Reproduce the text on methane as a basis for life, verbatim, between "On the other" and "essential for life.", inclusive.

> [Text passage]
======

On the other hand, methane, a nonpolar compound, will dissolve lipids but will not dissolve salt or sugar. Proteins and nucleic acids are polar compounds and will not dissolve in methane. In fact, it is difficult to conceive of any structure that would jibe with our notions of what a protein or nucleic acid ought to be that would dissolve in methane.
If we are to consider methane, then, as a background for life, we must change the feature players.
To do so, let's take a look at protein and nucleic acid and ask ourselves what it is about them that makes them essential for life.
Well, for one thing, they are giant molecules, capable of almost infinite variety in structure and therefore potentially possessed of the versatility required as the basis of an almost infinitely varying life.
Is there no other form of molecule that can be as large and complex as proteins and nucleic acids and that can be nonpolar, hence soluble in methane, as well? The most common nonpolar compounds associated with life are the lipids, so we might ask if it is possible for there to exist lipids of giant molecular size.

======

> [Record set]
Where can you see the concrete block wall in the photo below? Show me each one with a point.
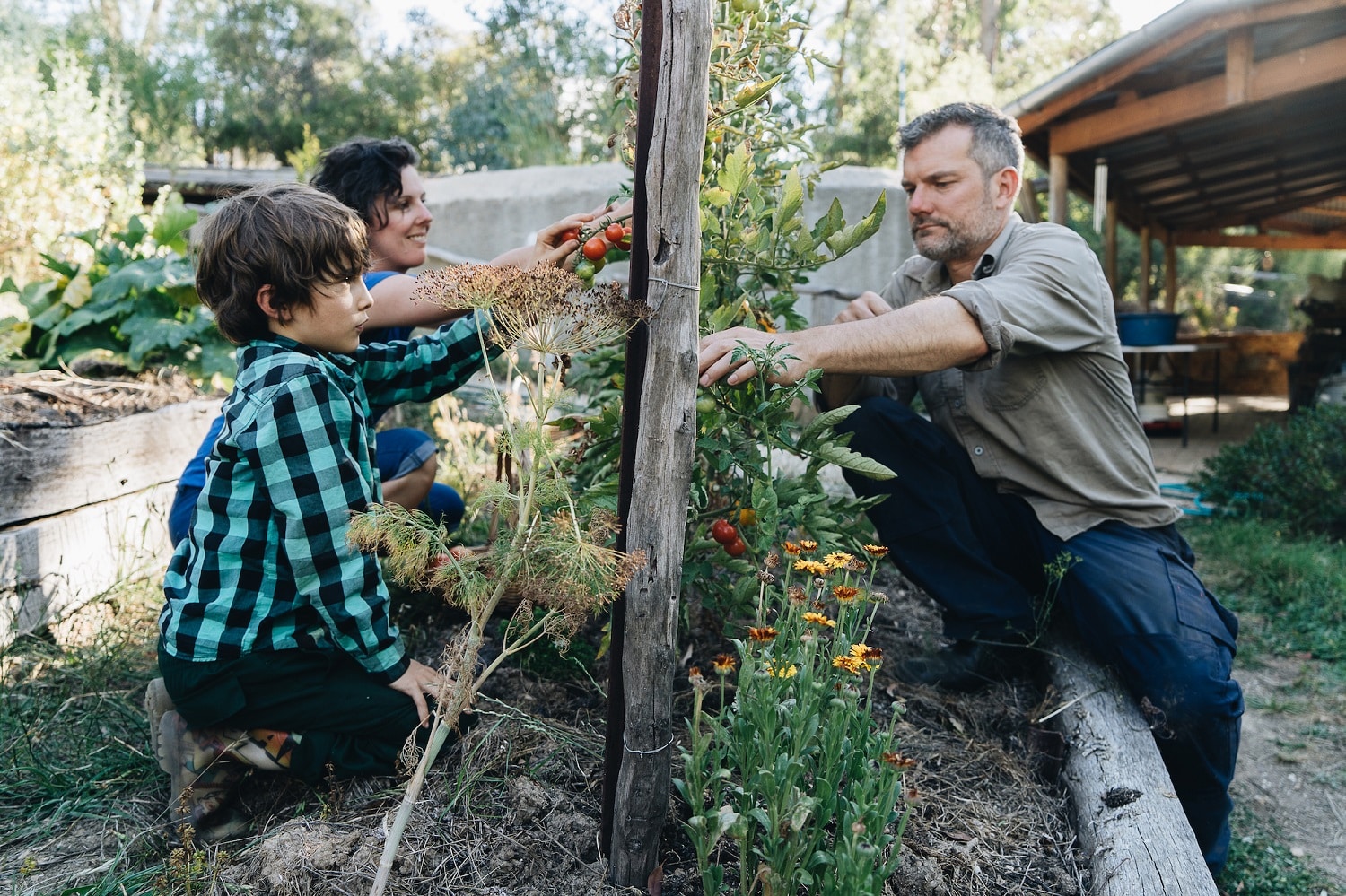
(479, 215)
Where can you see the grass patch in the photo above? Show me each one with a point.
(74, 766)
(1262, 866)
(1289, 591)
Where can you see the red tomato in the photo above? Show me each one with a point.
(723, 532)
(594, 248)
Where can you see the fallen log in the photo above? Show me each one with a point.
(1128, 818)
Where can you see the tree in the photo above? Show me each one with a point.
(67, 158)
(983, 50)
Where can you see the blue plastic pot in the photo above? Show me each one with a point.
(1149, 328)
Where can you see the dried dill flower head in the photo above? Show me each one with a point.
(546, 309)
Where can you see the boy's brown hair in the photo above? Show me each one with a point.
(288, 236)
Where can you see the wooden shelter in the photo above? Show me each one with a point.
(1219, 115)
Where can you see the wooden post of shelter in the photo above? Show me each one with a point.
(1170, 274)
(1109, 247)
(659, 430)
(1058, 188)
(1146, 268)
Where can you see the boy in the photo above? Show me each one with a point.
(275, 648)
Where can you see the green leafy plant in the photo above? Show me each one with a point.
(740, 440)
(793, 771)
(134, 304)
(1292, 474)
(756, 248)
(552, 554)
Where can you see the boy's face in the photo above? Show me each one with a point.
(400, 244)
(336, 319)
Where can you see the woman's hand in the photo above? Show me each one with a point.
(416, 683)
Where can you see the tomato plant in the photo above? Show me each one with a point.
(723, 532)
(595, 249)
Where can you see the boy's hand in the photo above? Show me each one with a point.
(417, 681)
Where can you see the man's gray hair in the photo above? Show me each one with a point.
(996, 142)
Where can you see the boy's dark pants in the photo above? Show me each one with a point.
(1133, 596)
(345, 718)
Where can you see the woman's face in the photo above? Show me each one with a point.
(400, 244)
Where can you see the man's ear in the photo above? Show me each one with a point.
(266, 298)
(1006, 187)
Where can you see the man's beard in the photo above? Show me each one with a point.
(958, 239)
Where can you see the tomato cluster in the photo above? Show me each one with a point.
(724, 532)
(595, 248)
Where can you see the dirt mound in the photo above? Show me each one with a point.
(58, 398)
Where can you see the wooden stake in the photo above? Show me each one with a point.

======

> [Answer to the problem]
On the other hand, methane, a nonpolar compound, will dissolve lipids but will not dissolve salt or sugar. Proteins and nucleic acids are polar compounds and will not dissolve in methane. In fact, it is difficult to conceive of any structure that would jibe with our notions of what a protein or nucleic acid ought to be that would dissolve in methane.
If we are to consider methane, then, as a background for life, we must change the feature players.
To do so, let's take a look at protein and nucleic acid and ask ourselves what it is about them that makes them essential for life.